Input:
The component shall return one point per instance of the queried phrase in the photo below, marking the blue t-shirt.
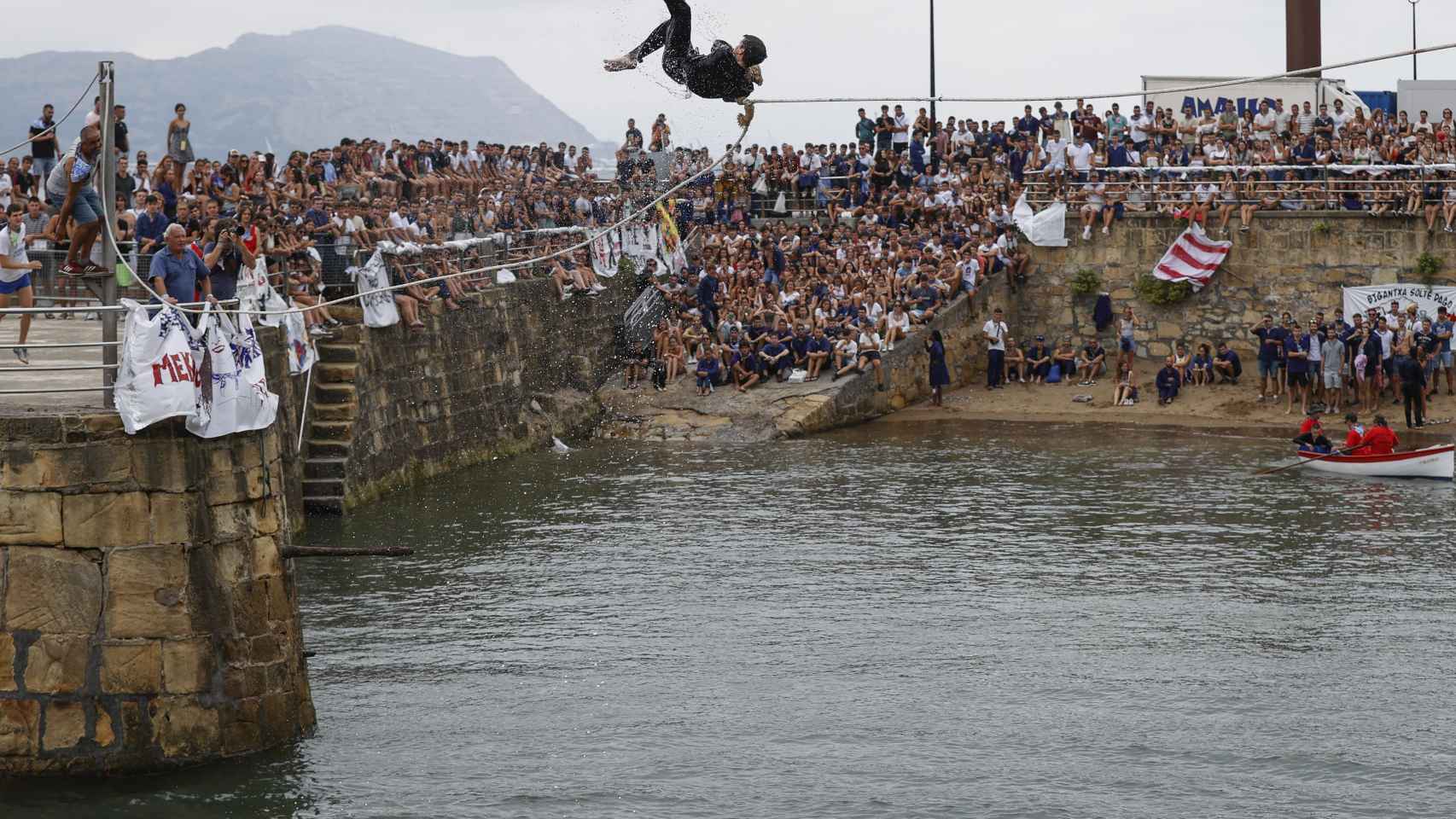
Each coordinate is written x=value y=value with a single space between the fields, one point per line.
x=1443 y=328
x=1272 y=342
x=1292 y=345
x=178 y=274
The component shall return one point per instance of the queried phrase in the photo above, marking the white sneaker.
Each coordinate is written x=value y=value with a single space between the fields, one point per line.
x=624 y=63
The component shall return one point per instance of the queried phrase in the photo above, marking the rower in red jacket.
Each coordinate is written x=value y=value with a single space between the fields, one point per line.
x=1379 y=439
x=1356 y=433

Exercise: Write out again the stretch from the line containing "the white sneaker." through the last line, requests included, shifting every coordinate in the answers by adding 87 to each number.

Response:
The component shall return one point per instance of the queried phrase in the photo above, marking the white sneaker.
Each coordinate is written x=value y=value with a single space between the fields, one point per line.
x=711 y=150
The component shall return one point per instance of the queried phrase in the photo above, marking the rower in red jacket.
Each coordinate is written x=value y=value with a single space between the fields, one point per line.
x=1466 y=526
x=1443 y=520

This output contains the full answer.